▶ [What is expected] Give back the full listing verbatim, apart from its images.

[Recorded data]
********************

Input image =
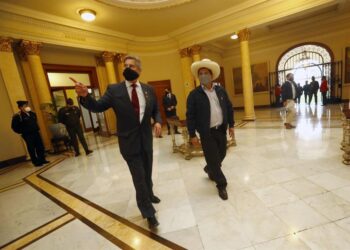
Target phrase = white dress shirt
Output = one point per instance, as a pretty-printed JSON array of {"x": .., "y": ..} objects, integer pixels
[
  {"x": 140, "y": 95},
  {"x": 215, "y": 108}
]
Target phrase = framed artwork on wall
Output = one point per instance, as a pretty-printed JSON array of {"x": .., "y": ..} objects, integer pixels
[
  {"x": 347, "y": 65},
  {"x": 259, "y": 78}
]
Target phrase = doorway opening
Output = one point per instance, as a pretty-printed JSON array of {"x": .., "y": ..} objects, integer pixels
[{"x": 306, "y": 61}]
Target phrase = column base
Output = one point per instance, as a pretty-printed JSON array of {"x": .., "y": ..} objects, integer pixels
[{"x": 249, "y": 118}]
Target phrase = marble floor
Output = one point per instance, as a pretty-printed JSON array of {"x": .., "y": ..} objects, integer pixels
[{"x": 288, "y": 189}]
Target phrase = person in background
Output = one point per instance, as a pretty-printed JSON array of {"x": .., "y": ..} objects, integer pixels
[
  {"x": 169, "y": 104},
  {"x": 289, "y": 94},
  {"x": 25, "y": 123},
  {"x": 299, "y": 92},
  {"x": 324, "y": 90},
  {"x": 210, "y": 113},
  {"x": 314, "y": 87},
  {"x": 70, "y": 117},
  {"x": 278, "y": 94},
  {"x": 306, "y": 89}
]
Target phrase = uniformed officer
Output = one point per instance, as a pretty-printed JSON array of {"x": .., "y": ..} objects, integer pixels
[
  {"x": 25, "y": 123},
  {"x": 70, "y": 116}
]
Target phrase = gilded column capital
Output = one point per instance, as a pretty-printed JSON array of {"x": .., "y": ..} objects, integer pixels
[
  {"x": 31, "y": 48},
  {"x": 99, "y": 61},
  {"x": 243, "y": 35},
  {"x": 185, "y": 52},
  {"x": 108, "y": 56},
  {"x": 5, "y": 44},
  {"x": 196, "y": 49},
  {"x": 120, "y": 57}
]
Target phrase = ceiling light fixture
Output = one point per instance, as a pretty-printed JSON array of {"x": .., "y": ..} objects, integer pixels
[
  {"x": 234, "y": 36},
  {"x": 87, "y": 15}
]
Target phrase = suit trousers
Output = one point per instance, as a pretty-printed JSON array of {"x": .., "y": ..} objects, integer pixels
[
  {"x": 140, "y": 166},
  {"x": 73, "y": 133},
  {"x": 290, "y": 111},
  {"x": 35, "y": 147},
  {"x": 214, "y": 149}
]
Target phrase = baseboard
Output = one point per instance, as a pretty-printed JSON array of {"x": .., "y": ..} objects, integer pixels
[{"x": 12, "y": 161}]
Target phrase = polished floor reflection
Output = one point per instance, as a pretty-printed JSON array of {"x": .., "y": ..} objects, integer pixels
[{"x": 288, "y": 189}]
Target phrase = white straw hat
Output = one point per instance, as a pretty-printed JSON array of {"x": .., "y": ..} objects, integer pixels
[{"x": 206, "y": 63}]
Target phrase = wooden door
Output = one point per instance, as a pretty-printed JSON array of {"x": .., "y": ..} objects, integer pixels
[{"x": 159, "y": 88}]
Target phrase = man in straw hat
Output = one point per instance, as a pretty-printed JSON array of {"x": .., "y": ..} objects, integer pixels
[{"x": 210, "y": 113}]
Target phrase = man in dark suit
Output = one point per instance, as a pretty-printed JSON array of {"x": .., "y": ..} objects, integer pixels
[
  {"x": 210, "y": 113},
  {"x": 169, "y": 104},
  {"x": 25, "y": 123},
  {"x": 70, "y": 117},
  {"x": 134, "y": 104},
  {"x": 289, "y": 94}
]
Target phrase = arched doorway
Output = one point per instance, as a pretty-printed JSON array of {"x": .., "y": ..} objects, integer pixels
[{"x": 307, "y": 60}]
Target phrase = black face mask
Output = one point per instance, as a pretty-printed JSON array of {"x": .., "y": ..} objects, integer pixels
[{"x": 130, "y": 75}]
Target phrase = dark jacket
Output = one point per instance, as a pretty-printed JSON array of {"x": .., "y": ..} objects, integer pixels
[
  {"x": 25, "y": 124},
  {"x": 198, "y": 111},
  {"x": 133, "y": 136},
  {"x": 70, "y": 116},
  {"x": 167, "y": 103},
  {"x": 287, "y": 92}
]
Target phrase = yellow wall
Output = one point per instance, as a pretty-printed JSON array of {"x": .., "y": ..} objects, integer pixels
[
  {"x": 11, "y": 145},
  {"x": 269, "y": 48},
  {"x": 166, "y": 67}
]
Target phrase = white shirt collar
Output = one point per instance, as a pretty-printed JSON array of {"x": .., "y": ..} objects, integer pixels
[{"x": 128, "y": 84}]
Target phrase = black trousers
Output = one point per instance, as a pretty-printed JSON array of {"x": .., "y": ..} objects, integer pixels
[
  {"x": 73, "y": 133},
  {"x": 35, "y": 147},
  {"x": 310, "y": 97},
  {"x": 324, "y": 98},
  {"x": 214, "y": 149},
  {"x": 140, "y": 166}
]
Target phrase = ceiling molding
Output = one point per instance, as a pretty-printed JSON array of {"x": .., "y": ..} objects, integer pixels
[{"x": 143, "y": 4}]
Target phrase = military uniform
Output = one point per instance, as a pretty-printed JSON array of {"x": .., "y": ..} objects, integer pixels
[
  {"x": 25, "y": 123},
  {"x": 70, "y": 117}
]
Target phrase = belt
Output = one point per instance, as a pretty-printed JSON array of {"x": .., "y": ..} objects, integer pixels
[{"x": 216, "y": 127}]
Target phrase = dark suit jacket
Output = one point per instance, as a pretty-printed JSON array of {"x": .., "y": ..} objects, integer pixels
[
  {"x": 198, "y": 111},
  {"x": 167, "y": 103},
  {"x": 287, "y": 92},
  {"x": 133, "y": 136}
]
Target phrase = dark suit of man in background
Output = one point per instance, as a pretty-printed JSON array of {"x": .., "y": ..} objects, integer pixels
[
  {"x": 25, "y": 123},
  {"x": 210, "y": 113},
  {"x": 70, "y": 117},
  {"x": 134, "y": 104},
  {"x": 169, "y": 104}
]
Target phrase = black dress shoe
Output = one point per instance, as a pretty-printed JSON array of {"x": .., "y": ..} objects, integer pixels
[
  {"x": 155, "y": 199},
  {"x": 152, "y": 222},
  {"x": 206, "y": 171},
  {"x": 223, "y": 193}
]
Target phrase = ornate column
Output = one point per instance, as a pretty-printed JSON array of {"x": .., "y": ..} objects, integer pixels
[
  {"x": 243, "y": 36},
  {"x": 40, "y": 91},
  {"x": 10, "y": 74},
  {"x": 108, "y": 59},
  {"x": 186, "y": 61},
  {"x": 195, "y": 50},
  {"x": 120, "y": 65}
]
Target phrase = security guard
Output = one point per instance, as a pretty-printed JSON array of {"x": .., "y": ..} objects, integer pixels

********************

▶ [Complete answer]
Input image =
Target phrase = white dress shirt
Output = one point per instance, as a pretty-printed JSON array of {"x": .., "y": ..} objects, integer pixels
[
  {"x": 140, "y": 95},
  {"x": 215, "y": 108}
]
Target phrase = framed artwork on wall
Output = one point per instance, as a pretty-printed JSON array of {"x": .., "y": ..} objects, integer pixels
[
  {"x": 347, "y": 65},
  {"x": 259, "y": 78}
]
Target phrase = doorway opening
Output = one point per instance, as a pretty-printed JSON array of {"x": .., "y": ..} objects, integer pixels
[{"x": 306, "y": 61}]
Target phrase = column base
Output = one point per instance, as a pretty-printed JSON array of {"x": .., "y": ..} objects, integer pixels
[{"x": 249, "y": 118}]
Target phrase = marble floor
Output = one point per instance, as a pretty-printed JSON array of {"x": .., "y": ..} objects, integer pixels
[{"x": 288, "y": 189}]
Target phrase = person in background
Output = one point per instance, as a pretty-printed JSON array of {"x": .., "y": ..} objects, integer pixels
[
  {"x": 169, "y": 104},
  {"x": 289, "y": 94},
  {"x": 25, "y": 123},
  {"x": 299, "y": 92},
  {"x": 324, "y": 90},
  {"x": 210, "y": 113},
  {"x": 314, "y": 87},
  {"x": 70, "y": 117},
  {"x": 278, "y": 94},
  {"x": 306, "y": 89}
]
Target phrase = uniformed officer
Output = one point per instance, as a pretty-printed JSON array of {"x": .., "y": ..} objects, integer pixels
[
  {"x": 25, "y": 123},
  {"x": 70, "y": 116}
]
Target phrase = gilded column capital
Output = one point per instance, as a pretty-printed JSON array of {"x": .., "y": ..} objects, integer pixels
[
  {"x": 31, "y": 48},
  {"x": 99, "y": 61},
  {"x": 243, "y": 35},
  {"x": 185, "y": 52},
  {"x": 108, "y": 56},
  {"x": 5, "y": 44},
  {"x": 196, "y": 49},
  {"x": 120, "y": 57}
]
Target phrase = ceiling light fixture
Output = one point per instance, as a pretty-printed JSON array of {"x": .., "y": ..} objects, integer pixels
[
  {"x": 234, "y": 36},
  {"x": 87, "y": 15}
]
Target phrase = suit trousers
Output = one point per instance, as a pretty-printed JSON array of {"x": .., "y": ..} objects, integer pixels
[
  {"x": 140, "y": 166},
  {"x": 73, "y": 133},
  {"x": 290, "y": 111},
  {"x": 35, "y": 147},
  {"x": 214, "y": 149}
]
Target phrase = baseboard
Output = one point per instance, as a pretty-printed JSON array of {"x": .., "y": ..} objects, integer pixels
[{"x": 12, "y": 161}]
Target phrase = polished floor reflection
Output = one point per instance, as a pretty-printed JSON array of {"x": .., "y": ..} objects, integer pixels
[{"x": 288, "y": 189}]
Target phrase = white straw hat
Output = one point per instance, as a pretty-printed JSON array of {"x": .., "y": ..} objects, integer pixels
[{"x": 206, "y": 63}]
Target phrase = wooden door
Output = one point per instance, as a pretty-printed JSON array of {"x": .., "y": ..} objects, integer pixels
[{"x": 159, "y": 88}]
Target phrase = man in straw hat
Output = one point per instance, as a pretty-printed JSON array of {"x": .., "y": ..} objects, integer pixels
[{"x": 210, "y": 113}]
Target phrase = man in dark suit
Output = one point per instance, as a pretty-printed JSON array of {"x": .., "y": ..} objects, integer pixels
[
  {"x": 210, "y": 113},
  {"x": 169, "y": 104},
  {"x": 25, "y": 123},
  {"x": 70, "y": 117},
  {"x": 134, "y": 104},
  {"x": 289, "y": 94}
]
Target phrase = arched doorway
Output = one point per instance, as a pretty-printed JSON array of {"x": .., "y": ..} objects, integer pixels
[{"x": 307, "y": 60}]
Target phrase = black face mask
Output = one point per instance, as a pretty-printed JSON array of {"x": .., "y": ..} objects, integer pixels
[{"x": 130, "y": 75}]
Target phrase = dark jacket
Output = one point per instance, as a pretty-printed JSON array of {"x": .., "y": ..} objects, integer pixels
[
  {"x": 25, "y": 124},
  {"x": 198, "y": 111},
  {"x": 133, "y": 136},
  {"x": 70, "y": 116},
  {"x": 167, "y": 103},
  {"x": 287, "y": 92}
]
Target phrase = yellow wall
Output = one point per instance, as a pretty-printed JSON array of {"x": .., "y": ..} objects, integer pixels
[
  {"x": 11, "y": 145},
  {"x": 269, "y": 48},
  {"x": 166, "y": 67}
]
Target phrase = white shirt collar
Output = one point per instance, as a pretty-printed JSON array of {"x": .., "y": ..} objects, integer pixels
[{"x": 128, "y": 84}]
Target phrase = black trousers
Output = one point per instance, as a pretty-printed JSON array of {"x": .., "y": ..} objects, integer pixels
[
  {"x": 73, "y": 133},
  {"x": 35, "y": 147},
  {"x": 310, "y": 97},
  {"x": 324, "y": 98},
  {"x": 214, "y": 149},
  {"x": 140, "y": 166}
]
Target phrase = ceiling molding
Output = one point per instance, as a pretty-printed JSON array of {"x": .., "y": ..} objects, integer pixels
[{"x": 143, "y": 4}]
Target phrase = military uniform
Output = one point per instance, as a pretty-printed JSON array of {"x": .., "y": ..} objects, integer pixels
[
  {"x": 25, "y": 123},
  {"x": 70, "y": 117}
]
Target phrase = belt
Output = one point per instance, as a pretty-printed JSON array of {"x": .., "y": ..} objects, integer pixels
[{"x": 216, "y": 127}]
Target phrase = dark suit jacket
Output = one point per instance, as a pretty-printed JSON array of {"x": .., "y": ..} objects, integer pixels
[
  {"x": 198, "y": 111},
  {"x": 167, "y": 103},
  {"x": 287, "y": 92},
  {"x": 133, "y": 136}
]
Target phrase = dark suit of man in background
Output = one point per instance, as a pretty-printed JSON array of {"x": .., "y": ..} objects, integer pixels
[
  {"x": 25, "y": 123},
  {"x": 210, "y": 113},
  {"x": 70, "y": 117},
  {"x": 134, "y": 104},
  {"x": 169, "y": 104}
]
Target phrase = black dress shoe
Output = one point per instance, as a pretty-printed JSON array of {"x": .., "y": ..} objects, integer pixels
[
  {"x": 155, "y": 199},
  {"x": 152, "y": 222},
  {"x": 206, "y": 171},
  {"x": 223, "y": 193}
]
Target phrase = ornate column
Output = one point per instance, as a pretty-printed JSON array of {"x": .., "y": ..} objects, integer pixels
[
  {"x": 243, "y": 36},
  {"x": 40, "y": 91},
  {"x": 10, "y": 74},
  {"x": 108, "y": 59},
  {"x": 186, "y": 61},
  {"x": 195, "y": 50},
  {"x": 120, "y": 65}
]
Target phrase = security guard
Output = one point per instance, as a pretty-printed JSON array of {"x": .., "y": ..} objects, integer pixels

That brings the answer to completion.